# [DOCUMENT]
*****

Damour sheated his sword, but lost none of the anger in his voice or stance "Where was this?!"
The beggar looked up, not sure wether he was safe from the nobleman's wrath or not "I-in the harbour, sir. He spoke with an islander's accent."
"You mean a sailor has taken my son halfway across the Seas by now?!" Damour went for his sword again, but his first-born and his father's brother stopped him in his tracks.
The Old Vieux spoke "Dux, calm down. The mayor has been informed, and your men are in search of the boy. We'll go down to the harbour and ask around. If someone took Gascon on a ship, we'll know before evening clock."
"Yes dad, uncle Vieux is right. Even you can't keep Gascon quiet when he's upset. It is impossible for a simple thug to pipe him down."
As the three generations of Damour sat down, the middle-aged man spoke his mind "I know I can only save my son if cooler heads prevail, but I am so worried, and angry with myself for allowing this to happen."
"Nephew Dux, you cannot keep a day-round watch on your son! The boy would go mad. When this is over, you should teach him to wield a blade and defend himself when need be."
"That would be for the best, old man. I will see to it as soon as we catch the hoodlums responsible for this." said Dux Damour, as he divided the harbour's taverns among the three of them...

Voila. Watcha'all think?


----------



## Ruined (Mar 12, 2003)

Looks good. I like the appearance of elements that usually don't pop up in games. Keep it up!


----------

*****

# [TO DO]
Answer these from the thread:
(a) Where does the beggar say the event took place?
(b) According to Vieux, who has been informed?
(c) What does Ruined say he likes?
The rows are not needed here.

# [PROVIDED DATA]
*****

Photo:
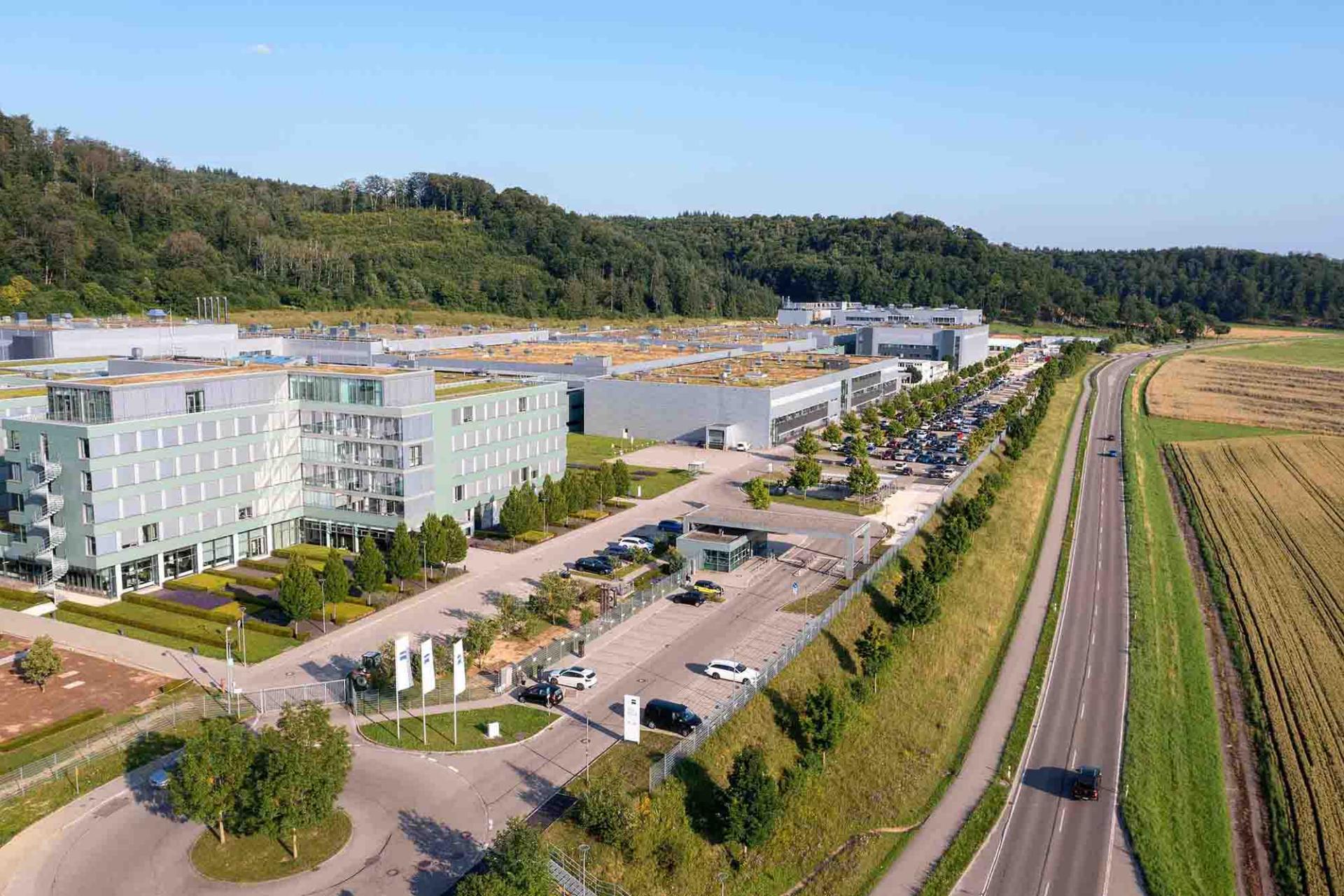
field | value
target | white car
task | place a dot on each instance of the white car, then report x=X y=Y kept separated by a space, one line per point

*****

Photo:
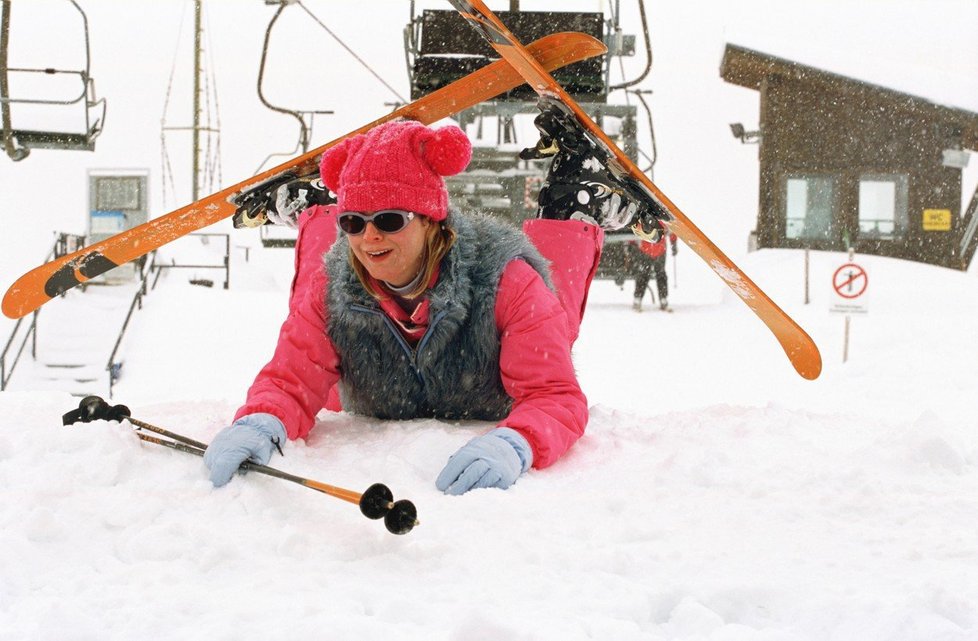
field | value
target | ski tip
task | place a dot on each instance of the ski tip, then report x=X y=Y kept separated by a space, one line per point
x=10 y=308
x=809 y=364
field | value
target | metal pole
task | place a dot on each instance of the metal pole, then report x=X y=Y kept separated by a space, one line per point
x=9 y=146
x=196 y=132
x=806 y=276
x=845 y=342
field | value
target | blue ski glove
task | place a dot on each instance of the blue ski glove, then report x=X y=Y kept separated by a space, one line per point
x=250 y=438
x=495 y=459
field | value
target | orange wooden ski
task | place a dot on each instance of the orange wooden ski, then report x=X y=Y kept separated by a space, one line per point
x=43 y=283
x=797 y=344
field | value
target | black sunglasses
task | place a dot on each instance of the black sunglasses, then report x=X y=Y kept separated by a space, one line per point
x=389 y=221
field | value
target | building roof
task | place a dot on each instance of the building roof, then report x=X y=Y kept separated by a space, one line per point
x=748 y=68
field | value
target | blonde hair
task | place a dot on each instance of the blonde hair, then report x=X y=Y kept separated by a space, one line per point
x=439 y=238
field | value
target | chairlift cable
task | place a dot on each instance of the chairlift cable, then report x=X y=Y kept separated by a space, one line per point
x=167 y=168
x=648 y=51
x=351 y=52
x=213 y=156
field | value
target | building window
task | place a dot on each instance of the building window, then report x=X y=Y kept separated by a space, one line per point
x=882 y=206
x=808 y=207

*****

# [ANSWER FOR THE TASK]
(a) In the harbour.
(b) The mayor.
(c) The appearance of elements that usually don't pop up in games.